I think I needed to be reminded of the kind of education and wisdom that is truly most important. Obviously we all want to learn as much as we can while on this earth, but the most important thing for my children to understand is the Plan of Salvation and their role in it. Everything else is just bonus (it will be fun to have a lot of bonus material as well, of course).

Sunday, March 1, 2009

RANDOM THOUGHTS on a Sunday afternoon

Do you ever just not feel as clever as all those other bloggers? Surely my life is no less eventful and my brain no less filled with thoughts and wonderings. However, my thoughts rarely come in eloquent and inspiring river flows--mine may be more like large puddles being connected by just the tiniest of trickles. Here goes...


Today I had an Alice moment--Lewis Carroll's Alice who gives herself very good advice, but very seldom follows it.

We drove 2 cars to church today so the kids and I came home right after the 3 hour block instead of staying a long time waiting for David to finish up with his meetings. The boys wondered why daddy always stays after church for meetings and I reminded them that he is fulfilling his calling. I said that we need to help him do his calling by not complaining when he needs to go to meetings during the week or when we stay after church for a long time waiting for him. I reminded them that we are so blessed to have a Dad who honors his priesthood and is able to bless us and the lives of others in this way. I know the truth of these statements and feel them, but, at times, I too struggle with happily sustaining. Something to work on, eh?


Animals in the house--pets--why do I want one? Do I? The cat is looking at me through the window right now, wondering why I won't let him in the house. This is the cat who just kept coming back and now is a part of our family, whether we like it or not. After a few nasty markings of territory in the kitchen, David and I decided that he wasn't allowed inside the house again, at least until he is neutered.

Adam asked for a kitten for his birthday--You know that they grow up and become cats like the one you already have? Yeah, but kittens are just so cute. Uh-huh. (I don't think he will be surprized when he gets a stuffed one instead--maybe we will stuff the one we already have, J/K).


Tired babies fight sleep. Tired moms can't sleep. Growing boys are never tired--just awake, or asleep (Dreamy!).

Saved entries
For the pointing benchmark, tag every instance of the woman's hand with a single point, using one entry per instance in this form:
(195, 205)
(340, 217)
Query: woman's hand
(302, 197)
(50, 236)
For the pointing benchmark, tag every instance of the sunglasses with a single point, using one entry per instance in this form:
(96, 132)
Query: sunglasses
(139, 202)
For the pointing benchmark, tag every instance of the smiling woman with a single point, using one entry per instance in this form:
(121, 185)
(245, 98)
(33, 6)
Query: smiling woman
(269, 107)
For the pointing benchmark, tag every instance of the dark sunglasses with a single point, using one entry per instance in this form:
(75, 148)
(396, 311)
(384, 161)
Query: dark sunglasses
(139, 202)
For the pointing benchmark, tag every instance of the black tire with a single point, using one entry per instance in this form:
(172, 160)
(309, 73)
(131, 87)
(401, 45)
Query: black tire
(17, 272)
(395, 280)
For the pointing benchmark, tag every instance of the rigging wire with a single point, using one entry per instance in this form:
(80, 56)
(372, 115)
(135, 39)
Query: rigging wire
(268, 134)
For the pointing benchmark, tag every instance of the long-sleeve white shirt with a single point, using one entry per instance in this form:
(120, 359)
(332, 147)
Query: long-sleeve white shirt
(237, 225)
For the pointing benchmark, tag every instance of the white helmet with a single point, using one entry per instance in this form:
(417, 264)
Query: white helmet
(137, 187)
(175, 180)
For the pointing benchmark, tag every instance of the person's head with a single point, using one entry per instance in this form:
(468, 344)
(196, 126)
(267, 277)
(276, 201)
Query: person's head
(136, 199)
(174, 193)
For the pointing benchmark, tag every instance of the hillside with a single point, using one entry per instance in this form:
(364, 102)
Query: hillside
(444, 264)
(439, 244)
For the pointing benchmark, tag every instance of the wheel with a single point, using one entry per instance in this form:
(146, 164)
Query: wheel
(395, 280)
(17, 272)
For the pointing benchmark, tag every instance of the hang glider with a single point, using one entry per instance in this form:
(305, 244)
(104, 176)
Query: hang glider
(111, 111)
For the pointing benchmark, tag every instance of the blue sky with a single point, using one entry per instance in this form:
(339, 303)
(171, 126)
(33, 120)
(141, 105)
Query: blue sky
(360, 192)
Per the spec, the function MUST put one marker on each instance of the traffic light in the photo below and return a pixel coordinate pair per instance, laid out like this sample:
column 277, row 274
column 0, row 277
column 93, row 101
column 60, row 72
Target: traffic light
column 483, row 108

- **Tasks for this exercise**:
(a) Reproduce the passage of the blog post from "Adam asked for" up to and including "already have, J/K).".
(b) Supply the next part of the blog post of Sunday-afternoon thoughts, beginning after its final sentence.

- **Answer list**:
(a)
Adam asked for a kitten for his birthday--You know that they grow up and become cats like the one you already have? Yeah, but kittens are just so cute. Uh-huh. (I don't think he will be surprized when he gets a stuffed one instead--maybe we will stuff the one we already have, J/K).

(b)
I just finished reading The Man in the Iron Mask by Dumas. I'm left in a funk. True, I enjoyed the portrayal of chivalry, honor, friendship, the bond of a father and son--all displayed by the heros in our book. However, battles, open infedelity, and ultimately the man in the iron mask left alone in a prison by his own brother and mother--never avenged, never released, never mentioned again after we leave him imprisoned for the second time--AAAHHHH! Sorry if I have just ruined this for any of you. Don't read it--it is just frustrating. I guess that as much as I love the idea of history, I'm still a fairy-tale lover at heart. Where is the Happily Ever After?

Yeah, I know, it is all about the challenges. So Prince Phillippe is probably going to fair better than his brother Louis XIV in the world to come. I guess that is what it all comes down to. We don't get to select all the situations we are put in, but we decide what we will do with it. Heard it all before, huh? But, I guess, since we each live lives in which this is true, it is worth being reminded of. I really do like a book that makes me think about my choices and what kind of person I want to be--I just prefer to feel good when I reach the last word.



Don't you just feel better about yourself when your shoes look really cute sticking out at the bottom of your jeans and you are wearing something other than a tinkerbell t-shirt covered in baby snot? I guess I should try it a bit more often.

I love a bunch of energetic boys gathered in a huddle around a National Geographic magazine.

I love those moments when you are reminded that this is the life you chose, and you love it!
This picture looks simple enough, but it was taken in one of those moments. Things weren't perfect: Eli is sick; the book Gabriel is examining is one from the top shelf about "our changing bodies"--not my first pick for him just yet; Isaac is about to trip over Adam. It is my life and I do love it!